===== Given records
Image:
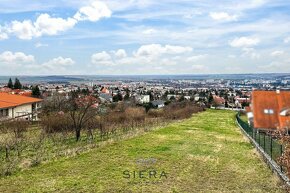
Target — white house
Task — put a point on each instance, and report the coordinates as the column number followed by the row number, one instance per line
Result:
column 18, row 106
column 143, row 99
==========
▸ Task statement
Repeat only the stretch of lines that opens with the line containing "Task — put a" and closes with the final line of the entries, both included, exactly as written.

▸ Result for this exercise
Task — put a point on each instance, and report the coordinates as the column number followed by the row number, one instance per line
Result:
column 18, row 106
column 143, row 99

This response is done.